Work order: In the forum thread below, which two collective licensing organizations does RSL name in its analogy?

Passage for review:
The key part of a website is that the user cannot take something. The site has to give it to them.
A more apt retail analogy might be you go to a website. You see a scooter you like, so you click “I want it!”. The site then asks for your address and a few days later you get a scooter in the mail.
That’s not theft, it’s a free scooter. If the site accused you of theft because you didn’t navigate to an unlinked page they didn’t tell you about to find the prices, or try to figure out payment before requesting, you’d rightly be pretty miffed.

The shoplifting analogy doesn’t work because it’s not shoplifting if the vendor gives it to you knowingly and you never misrepresented the cost or tried to avoid paying. Additionally, taking someone’s property without their permission is explicitly illegal, and we have a subcategory that explicitly spells out how retail fraud works and is illegal.

Under our current system the way to prevent someone from having your thing without paying or meeting some other criteria first is to collect payment or check that criteria before giving it to them.

To allow people to have things on their website freely available to humans but to prevent grabbing and using it for training will require a new law of some sort.

trailee@sh.itjust.works · edit-2 7 hours ago

Neither the article nor the RSL website makes clear how pricing or payment works, which seems like a huge miss. It’s not obvious if a publisher can price-differentiate among content, or even choose their own prices at all.

RSL makes an analogy:

Collective licensing organizations like ASCAP and BMI have long helped musicians get paid fairly by working together and pooling rights into a single, indispensable offering.

I’d like to get excited about this because AI companies suck, but if the best example they have is that ASCAP helps “musicians get paid fairly” I’m afraid this isn’t a solution that most content creators will celebrate.

BrianTheeBiscuiteer@lemmy.world · 7 hours ago

Not a bad idea but the biggest challenge will probably be determining who needs to be sued for non-compliance. Google might not be hiding the origin of its bots now but that could easily change.

tchambers@crust.piefed.social · 6 hours ago

Interesting.

(Point-per-instance localization data)
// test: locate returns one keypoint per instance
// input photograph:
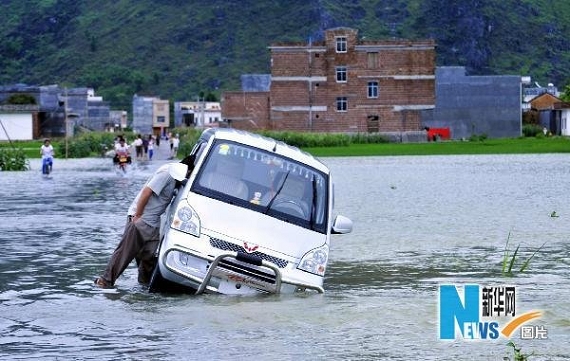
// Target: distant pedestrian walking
(150, 147)
(175, 145)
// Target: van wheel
(156, 283)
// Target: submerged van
(255, 216)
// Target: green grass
(489, 146)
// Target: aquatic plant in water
(13, 160)
(509, 259)
(517, 354)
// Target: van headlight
(315, 261)
(186, 219)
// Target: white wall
(18, 126)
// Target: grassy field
(488, 146)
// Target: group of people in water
(144, 146)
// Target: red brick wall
(246, 110)
(404, 70)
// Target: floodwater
(418, 222)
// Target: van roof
(266, 143)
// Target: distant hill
(176, 49)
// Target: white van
(255, 216)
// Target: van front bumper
(230, 273)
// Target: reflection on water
(418, 222)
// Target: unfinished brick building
(342, 84)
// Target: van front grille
(228, 246)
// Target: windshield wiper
(276, 193)
(313, 209)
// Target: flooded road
(418, 222)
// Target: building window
(341, 44)
(372, 60)
(341, 74)
(341, 104)
(372, 89)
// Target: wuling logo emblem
(481, 313)
(250, 247)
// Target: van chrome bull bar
(239, 256)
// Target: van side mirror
(341, 225)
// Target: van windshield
(265, 182)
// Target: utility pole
(66, 124)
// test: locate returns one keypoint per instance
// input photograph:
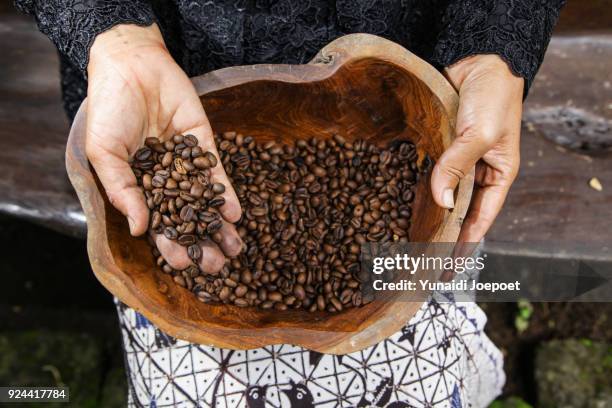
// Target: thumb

Task response: ASCAP and BMI.